▶ _EXERCISE DIRECTIONS_:
Your response is a verbatim copy of the listing, stripped of its images.

▶ _DATA SHOWN_:
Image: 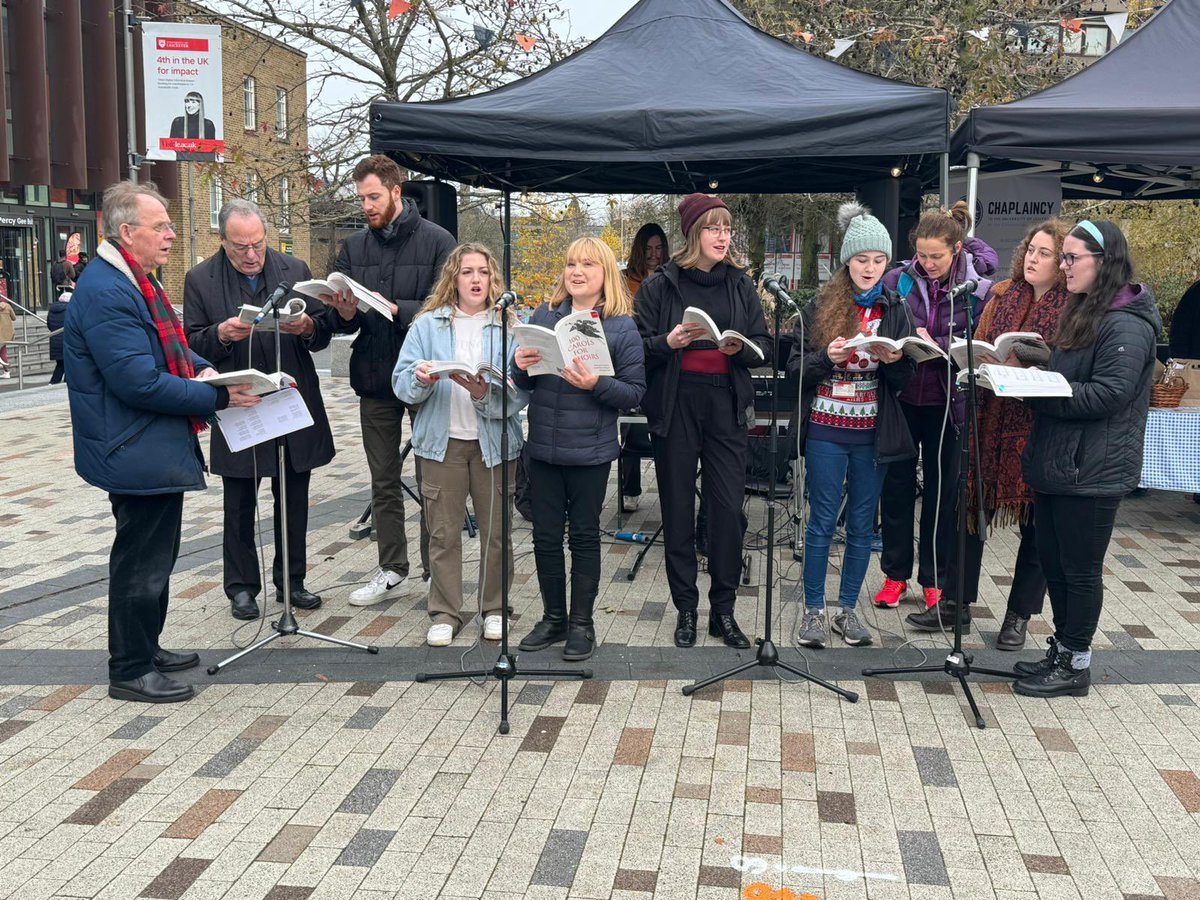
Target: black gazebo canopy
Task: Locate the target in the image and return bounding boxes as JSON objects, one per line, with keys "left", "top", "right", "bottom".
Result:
{"left": 370, "top": 0, "right": 950, "bottom": 195}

▶ _ANSWER BELOW_:
Image: 
Target: black gazebo canopy
Task: Locate the target in the image and return bounding boxes as JSON objects, one per line, with keys "left", "top", "right", "bottom".
Result:
{"left": 370, "top": 0, "right": 950, "bottom": 195}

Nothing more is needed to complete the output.